__DATA EXTRACTS__.
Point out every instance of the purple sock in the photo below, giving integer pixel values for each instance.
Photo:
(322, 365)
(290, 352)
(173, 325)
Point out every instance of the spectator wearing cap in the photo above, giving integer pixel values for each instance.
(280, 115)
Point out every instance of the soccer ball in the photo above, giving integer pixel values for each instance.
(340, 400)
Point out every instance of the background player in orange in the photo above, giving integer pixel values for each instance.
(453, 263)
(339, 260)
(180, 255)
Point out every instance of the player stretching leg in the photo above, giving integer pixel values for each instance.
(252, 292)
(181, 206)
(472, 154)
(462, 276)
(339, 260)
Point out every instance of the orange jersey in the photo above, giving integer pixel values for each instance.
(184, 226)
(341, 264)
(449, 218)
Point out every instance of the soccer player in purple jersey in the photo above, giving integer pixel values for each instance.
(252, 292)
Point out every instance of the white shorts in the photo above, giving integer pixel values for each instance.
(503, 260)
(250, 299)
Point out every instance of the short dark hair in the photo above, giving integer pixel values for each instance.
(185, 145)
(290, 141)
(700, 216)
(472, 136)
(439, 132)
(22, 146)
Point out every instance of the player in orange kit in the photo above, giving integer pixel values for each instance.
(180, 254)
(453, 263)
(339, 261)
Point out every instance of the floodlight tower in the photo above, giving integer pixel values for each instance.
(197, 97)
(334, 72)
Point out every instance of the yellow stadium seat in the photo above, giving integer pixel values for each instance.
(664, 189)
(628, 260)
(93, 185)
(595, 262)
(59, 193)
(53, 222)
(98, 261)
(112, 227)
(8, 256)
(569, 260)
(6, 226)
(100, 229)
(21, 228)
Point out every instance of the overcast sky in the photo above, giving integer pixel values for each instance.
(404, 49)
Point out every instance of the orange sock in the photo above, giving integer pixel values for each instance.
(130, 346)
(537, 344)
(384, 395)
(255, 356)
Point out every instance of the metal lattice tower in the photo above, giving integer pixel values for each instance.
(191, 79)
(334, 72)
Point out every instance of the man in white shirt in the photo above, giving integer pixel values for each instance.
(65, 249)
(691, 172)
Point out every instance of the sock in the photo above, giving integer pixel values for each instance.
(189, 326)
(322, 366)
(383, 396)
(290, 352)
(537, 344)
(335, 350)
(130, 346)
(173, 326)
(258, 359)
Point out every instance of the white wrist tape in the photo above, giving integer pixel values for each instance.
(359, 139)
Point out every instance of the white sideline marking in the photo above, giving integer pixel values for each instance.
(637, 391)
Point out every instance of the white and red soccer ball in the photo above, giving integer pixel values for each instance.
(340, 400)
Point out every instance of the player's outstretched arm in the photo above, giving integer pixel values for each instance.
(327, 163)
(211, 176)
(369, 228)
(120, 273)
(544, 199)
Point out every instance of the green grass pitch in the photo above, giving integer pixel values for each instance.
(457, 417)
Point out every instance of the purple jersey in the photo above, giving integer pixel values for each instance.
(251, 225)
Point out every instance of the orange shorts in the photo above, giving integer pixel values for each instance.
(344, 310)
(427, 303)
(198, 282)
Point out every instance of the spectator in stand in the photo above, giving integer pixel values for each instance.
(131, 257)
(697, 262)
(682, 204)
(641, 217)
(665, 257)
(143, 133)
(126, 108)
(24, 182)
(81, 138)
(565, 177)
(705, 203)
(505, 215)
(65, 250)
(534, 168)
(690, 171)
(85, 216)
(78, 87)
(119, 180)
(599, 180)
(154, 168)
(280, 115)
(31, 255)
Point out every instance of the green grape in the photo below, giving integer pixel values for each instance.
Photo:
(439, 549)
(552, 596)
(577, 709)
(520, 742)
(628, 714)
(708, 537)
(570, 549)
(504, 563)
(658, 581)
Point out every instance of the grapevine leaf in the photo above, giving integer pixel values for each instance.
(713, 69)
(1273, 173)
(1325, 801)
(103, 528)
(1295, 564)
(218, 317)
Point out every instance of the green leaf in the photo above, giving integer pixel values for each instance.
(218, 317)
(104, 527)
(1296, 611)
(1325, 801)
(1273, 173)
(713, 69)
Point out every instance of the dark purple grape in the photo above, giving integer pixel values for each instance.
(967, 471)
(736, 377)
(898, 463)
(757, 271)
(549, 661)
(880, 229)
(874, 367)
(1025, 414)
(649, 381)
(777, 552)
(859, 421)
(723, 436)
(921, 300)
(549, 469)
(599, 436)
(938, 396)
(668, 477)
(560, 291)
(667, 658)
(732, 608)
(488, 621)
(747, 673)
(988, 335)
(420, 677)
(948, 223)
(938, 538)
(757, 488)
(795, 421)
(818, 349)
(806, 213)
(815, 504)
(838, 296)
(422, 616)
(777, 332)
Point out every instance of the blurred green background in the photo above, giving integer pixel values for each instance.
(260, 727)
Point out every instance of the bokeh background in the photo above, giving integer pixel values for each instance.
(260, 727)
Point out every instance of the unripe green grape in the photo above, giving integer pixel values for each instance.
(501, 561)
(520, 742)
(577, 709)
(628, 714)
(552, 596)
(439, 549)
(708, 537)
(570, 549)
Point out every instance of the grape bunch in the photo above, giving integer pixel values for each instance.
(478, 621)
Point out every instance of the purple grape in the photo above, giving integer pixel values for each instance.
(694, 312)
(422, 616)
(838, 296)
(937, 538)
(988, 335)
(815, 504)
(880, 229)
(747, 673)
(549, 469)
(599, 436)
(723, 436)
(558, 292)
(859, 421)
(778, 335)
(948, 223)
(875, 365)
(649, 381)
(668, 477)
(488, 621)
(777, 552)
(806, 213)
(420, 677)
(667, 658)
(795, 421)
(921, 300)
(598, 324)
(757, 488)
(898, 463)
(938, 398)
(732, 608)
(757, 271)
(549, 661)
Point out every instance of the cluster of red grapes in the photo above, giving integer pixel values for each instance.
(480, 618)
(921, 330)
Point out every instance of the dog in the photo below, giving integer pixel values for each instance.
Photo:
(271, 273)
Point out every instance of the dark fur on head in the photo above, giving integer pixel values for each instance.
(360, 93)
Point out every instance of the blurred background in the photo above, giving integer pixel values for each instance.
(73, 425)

__ABOUT THIS TASK__. In the entries, the line containing "Point out every instance of the dog" and every line after it through the last are to be duplicated exactly, and no other line is to be included.

__SOLUTION BELOW__.
Point out every instance of the dog in the photo below, giving integer pixel values for each instance.
Photo:
(271, 273)
Point out every instance of the dark fur on head in the photo above, giving integer pixel values for each instance.
(360, 93)
Point out every instance of the blurred background in the photo above, giving integer pixel values for each instance.
(73, 425)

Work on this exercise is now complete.